— WHAT IS EXPECTED —
Take the line that has "box: [367, 200, 406, 316]" and all the lines that come after it in the records, and write them out again exactly. Add no other line.

Collected data entries:
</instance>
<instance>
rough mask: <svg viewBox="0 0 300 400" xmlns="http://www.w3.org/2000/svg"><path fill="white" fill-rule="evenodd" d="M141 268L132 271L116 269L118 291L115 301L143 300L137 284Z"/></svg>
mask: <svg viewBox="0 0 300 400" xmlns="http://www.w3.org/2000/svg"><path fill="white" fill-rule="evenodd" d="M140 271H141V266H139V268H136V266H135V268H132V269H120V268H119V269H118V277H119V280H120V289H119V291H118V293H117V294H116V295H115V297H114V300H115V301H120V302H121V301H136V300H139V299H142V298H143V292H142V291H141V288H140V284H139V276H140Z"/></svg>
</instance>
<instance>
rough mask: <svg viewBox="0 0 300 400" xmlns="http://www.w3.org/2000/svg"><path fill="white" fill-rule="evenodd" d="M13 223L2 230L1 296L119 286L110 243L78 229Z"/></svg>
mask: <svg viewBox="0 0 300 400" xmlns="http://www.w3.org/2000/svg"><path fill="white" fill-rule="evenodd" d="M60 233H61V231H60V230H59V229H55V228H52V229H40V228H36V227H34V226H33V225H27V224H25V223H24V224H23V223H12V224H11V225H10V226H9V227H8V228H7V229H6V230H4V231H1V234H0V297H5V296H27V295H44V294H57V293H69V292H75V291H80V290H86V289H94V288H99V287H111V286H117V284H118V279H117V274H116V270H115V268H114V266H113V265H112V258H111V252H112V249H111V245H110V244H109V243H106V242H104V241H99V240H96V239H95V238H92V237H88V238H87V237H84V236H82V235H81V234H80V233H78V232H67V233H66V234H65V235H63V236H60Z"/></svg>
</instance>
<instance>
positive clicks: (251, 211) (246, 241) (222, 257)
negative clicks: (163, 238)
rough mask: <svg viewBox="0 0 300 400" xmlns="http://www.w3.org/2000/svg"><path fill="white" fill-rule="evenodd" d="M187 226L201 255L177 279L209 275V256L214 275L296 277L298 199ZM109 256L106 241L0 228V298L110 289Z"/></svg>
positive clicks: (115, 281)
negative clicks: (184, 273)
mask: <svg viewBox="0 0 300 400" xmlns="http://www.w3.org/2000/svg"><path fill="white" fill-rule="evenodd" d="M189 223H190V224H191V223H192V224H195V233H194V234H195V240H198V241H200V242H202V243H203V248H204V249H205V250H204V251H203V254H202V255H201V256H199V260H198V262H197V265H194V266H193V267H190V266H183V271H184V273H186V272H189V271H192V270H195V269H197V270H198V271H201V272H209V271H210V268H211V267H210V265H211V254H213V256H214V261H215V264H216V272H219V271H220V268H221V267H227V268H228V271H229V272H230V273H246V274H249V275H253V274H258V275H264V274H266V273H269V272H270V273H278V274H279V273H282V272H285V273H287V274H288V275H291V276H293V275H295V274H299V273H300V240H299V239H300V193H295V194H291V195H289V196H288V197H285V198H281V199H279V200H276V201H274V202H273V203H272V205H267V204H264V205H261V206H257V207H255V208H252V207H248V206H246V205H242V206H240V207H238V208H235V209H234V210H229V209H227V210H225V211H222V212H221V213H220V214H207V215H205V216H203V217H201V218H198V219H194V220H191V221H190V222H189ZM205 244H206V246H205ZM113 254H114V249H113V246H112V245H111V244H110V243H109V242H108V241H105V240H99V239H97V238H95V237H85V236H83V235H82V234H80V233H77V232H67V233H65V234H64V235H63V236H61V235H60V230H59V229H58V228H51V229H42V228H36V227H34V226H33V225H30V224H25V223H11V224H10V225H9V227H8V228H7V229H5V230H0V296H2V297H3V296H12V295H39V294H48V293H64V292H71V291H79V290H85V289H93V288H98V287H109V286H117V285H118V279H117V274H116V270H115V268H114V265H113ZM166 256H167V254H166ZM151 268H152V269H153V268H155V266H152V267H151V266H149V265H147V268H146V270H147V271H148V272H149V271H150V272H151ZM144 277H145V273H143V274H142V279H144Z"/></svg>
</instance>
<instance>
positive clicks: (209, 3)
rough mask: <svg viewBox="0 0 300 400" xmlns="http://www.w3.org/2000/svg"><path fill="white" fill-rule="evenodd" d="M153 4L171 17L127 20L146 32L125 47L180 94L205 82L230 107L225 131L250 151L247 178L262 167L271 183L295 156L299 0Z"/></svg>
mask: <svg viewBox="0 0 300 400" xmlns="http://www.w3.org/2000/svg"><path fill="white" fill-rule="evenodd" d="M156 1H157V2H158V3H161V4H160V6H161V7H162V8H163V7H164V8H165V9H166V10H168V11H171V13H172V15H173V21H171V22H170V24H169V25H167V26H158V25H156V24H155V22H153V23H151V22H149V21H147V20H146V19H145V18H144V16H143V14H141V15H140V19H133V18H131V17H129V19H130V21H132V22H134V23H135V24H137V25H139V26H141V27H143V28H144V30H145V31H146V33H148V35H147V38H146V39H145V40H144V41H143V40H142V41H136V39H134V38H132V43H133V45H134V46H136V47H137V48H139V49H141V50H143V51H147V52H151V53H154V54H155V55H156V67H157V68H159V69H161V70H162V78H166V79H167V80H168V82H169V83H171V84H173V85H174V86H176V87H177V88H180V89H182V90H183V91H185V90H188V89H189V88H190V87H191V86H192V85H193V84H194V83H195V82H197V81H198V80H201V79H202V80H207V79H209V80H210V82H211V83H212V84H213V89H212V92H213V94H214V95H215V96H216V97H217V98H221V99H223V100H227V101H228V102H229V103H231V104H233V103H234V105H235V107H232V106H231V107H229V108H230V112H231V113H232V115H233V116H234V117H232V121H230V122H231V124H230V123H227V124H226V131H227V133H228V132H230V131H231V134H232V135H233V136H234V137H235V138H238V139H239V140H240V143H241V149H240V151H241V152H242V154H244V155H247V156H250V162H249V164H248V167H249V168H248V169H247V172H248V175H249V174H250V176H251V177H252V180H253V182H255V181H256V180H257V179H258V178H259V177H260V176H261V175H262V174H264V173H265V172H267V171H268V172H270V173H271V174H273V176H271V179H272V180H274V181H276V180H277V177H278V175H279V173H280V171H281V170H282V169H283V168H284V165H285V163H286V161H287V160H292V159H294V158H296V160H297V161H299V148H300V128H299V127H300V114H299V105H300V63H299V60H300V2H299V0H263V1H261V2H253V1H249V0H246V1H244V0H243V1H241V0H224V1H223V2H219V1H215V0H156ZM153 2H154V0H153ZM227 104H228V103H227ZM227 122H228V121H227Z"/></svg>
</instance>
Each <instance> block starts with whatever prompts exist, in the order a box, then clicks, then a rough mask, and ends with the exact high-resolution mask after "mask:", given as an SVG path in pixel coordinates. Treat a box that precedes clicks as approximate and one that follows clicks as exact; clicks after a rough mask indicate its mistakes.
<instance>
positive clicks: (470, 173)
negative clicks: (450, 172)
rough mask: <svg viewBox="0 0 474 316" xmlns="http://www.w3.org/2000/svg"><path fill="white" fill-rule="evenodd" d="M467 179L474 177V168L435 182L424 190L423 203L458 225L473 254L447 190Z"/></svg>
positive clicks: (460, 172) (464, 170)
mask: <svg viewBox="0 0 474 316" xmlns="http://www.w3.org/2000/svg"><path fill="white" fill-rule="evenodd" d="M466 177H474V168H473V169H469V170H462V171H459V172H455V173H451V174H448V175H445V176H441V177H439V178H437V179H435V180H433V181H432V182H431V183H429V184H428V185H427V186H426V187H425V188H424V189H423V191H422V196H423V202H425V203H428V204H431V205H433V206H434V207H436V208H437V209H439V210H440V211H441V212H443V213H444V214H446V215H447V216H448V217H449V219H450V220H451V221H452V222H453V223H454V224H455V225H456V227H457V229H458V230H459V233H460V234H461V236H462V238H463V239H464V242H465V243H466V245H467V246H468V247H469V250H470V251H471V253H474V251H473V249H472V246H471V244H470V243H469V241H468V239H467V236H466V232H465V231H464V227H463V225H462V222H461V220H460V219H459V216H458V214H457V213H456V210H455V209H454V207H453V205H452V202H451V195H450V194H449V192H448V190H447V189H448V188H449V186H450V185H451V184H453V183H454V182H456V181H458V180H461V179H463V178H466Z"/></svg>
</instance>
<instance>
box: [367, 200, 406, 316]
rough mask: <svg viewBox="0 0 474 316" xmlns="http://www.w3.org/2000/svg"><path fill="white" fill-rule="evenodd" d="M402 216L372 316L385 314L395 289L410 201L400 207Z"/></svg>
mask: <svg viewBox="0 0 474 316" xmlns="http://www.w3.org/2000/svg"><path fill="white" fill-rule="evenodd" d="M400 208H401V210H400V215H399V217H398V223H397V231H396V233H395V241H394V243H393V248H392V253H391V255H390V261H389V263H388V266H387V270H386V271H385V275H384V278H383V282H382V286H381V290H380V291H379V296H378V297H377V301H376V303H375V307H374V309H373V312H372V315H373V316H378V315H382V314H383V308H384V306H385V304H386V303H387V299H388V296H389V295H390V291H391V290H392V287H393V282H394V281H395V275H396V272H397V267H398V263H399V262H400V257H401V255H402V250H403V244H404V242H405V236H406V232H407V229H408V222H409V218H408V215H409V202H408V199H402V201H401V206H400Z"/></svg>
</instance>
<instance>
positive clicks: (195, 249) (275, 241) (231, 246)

— RESPONSE AREA —
box: [367, 200, 406, 316]
rough mask: <svg viewBox="0 0 474 316" xmlns="http://www.w3.org/2000/svg"><path fill="white" fill-rule="evenodd" d="M402 216L372 316L385 314L395 289L410 201L400 207Z"/></svg>
mask: <svg viewBox="0 0 474 316" xmlns="http://www.w3.org/2000/svg"><path fill="white" fill-rule="evenodd" d="M400 208H401V210H400V215H399V217H398V223H397V231H396V233H395V241H394V243H393V248H392V253H391V255H390V261H389V263H388V266H387V270H386V271H385V275H384V278H383V282H382V286H381V290H380V291H379V296H378V297H377V301H376V303H375V307H374V309H373V312H372V315H373V316H378V315H382V314H383V308H384V306H385V304H386V303H387V299H388V296H389V295H390V291H391V290H392V287H393V282H394V281H395V275H396V272H397V267H398V263H399V262H400V257H401V255H402V250H403V244H404V242H405V236H406V232H407V229H408V222H409V218H408V215H409V202H408V199H402V201H401V206H400Z"/></svg>
</instance>
<instance>
positive clicks: (195, 249) (275, 241) (231, 246)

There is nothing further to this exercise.